● GIVEN ENTRIES:
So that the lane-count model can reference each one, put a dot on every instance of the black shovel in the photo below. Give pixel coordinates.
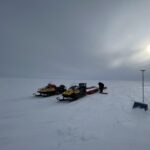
(140, 104)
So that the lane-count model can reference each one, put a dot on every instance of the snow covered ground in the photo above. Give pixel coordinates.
(95, 122)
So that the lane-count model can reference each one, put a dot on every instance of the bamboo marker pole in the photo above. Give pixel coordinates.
(143, 84)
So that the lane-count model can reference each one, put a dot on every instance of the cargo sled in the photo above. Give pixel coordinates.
(74, 92)
(49, 90)
(91, 90)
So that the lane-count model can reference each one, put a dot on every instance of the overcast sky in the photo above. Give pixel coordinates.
(75, 39)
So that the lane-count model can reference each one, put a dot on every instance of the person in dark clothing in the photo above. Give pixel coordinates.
(101, 87)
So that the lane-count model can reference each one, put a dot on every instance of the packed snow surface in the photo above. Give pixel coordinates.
(94, 122)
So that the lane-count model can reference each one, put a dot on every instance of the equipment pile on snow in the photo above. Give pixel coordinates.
(74, 92)
(49, 90)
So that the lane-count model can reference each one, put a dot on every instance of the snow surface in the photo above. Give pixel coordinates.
(94, 122)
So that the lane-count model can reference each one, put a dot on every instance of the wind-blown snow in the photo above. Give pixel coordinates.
(97, 122)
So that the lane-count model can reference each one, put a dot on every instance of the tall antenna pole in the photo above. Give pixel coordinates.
(143, 83)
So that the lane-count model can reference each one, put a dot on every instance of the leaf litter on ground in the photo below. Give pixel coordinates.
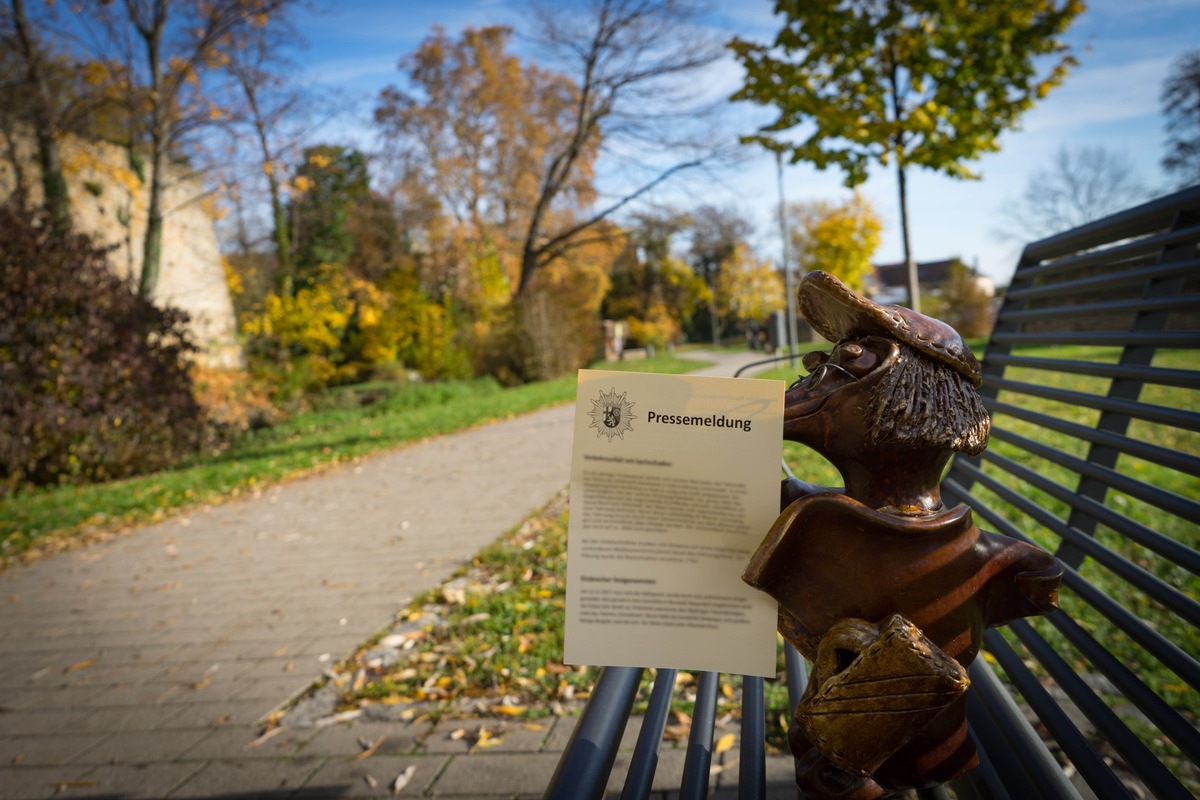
(485, 644)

● STATED TASK:
Leave out all pictures and extract exactly the lines from the line with "of the bamboo" through the end of the material.

● RESPONSE TO THIS EXERCISE:
So that the lane-count model can reference each one, put a dot on every instance of the bamboo marker pole in the photo above. Give pixel coordinates.
(143, 84)
So that the lane-count model can reference each one, put a dot on every instance of the cargo sled in the photo above. Give pixel coordinates.
(74, 92)
(49, 90)
(91, 90)
So that the lane-count model can reference each one, put a dot on every instance of the overcast sky in the photo above. Give pixel coordinates.
(75, 39)
So that the lane-count model can reference each one, put a dot on every instance of the person in dark clothing in the photo above. Give pixel coordinates.
(101, 87)
So that the lane-count model can reference each one, put a dot on every instance of the packed snow surface in the photo above. Give pixel coordinates.
(94, 122)
So that the lane-count model can reference each one, put a dot on every instance of the equipment pile on snow in the photo above. Give pixel coordinates.
(74, 92)
(49, 90)
So that the lane-count model can reference each one, put a dot on every instance of the snow surface in the photo above. Give pixel coordinates.
(94, 122)
So that the lane-count model can reference each one, put a dot on every instance of the wind-blown snow in the photo above. Give pixel coordinates.
(97, 122)
So that the lane-count model can reference each one, put a dot on every instance of the tall antenna pole in the photo above. Give pixel coordinates.
(143, 83)
So that the lane-count model can reference each one, put a dot on every instance of the leaf litter on ground in the photo below. Give pixel coordinates.
(485, 644)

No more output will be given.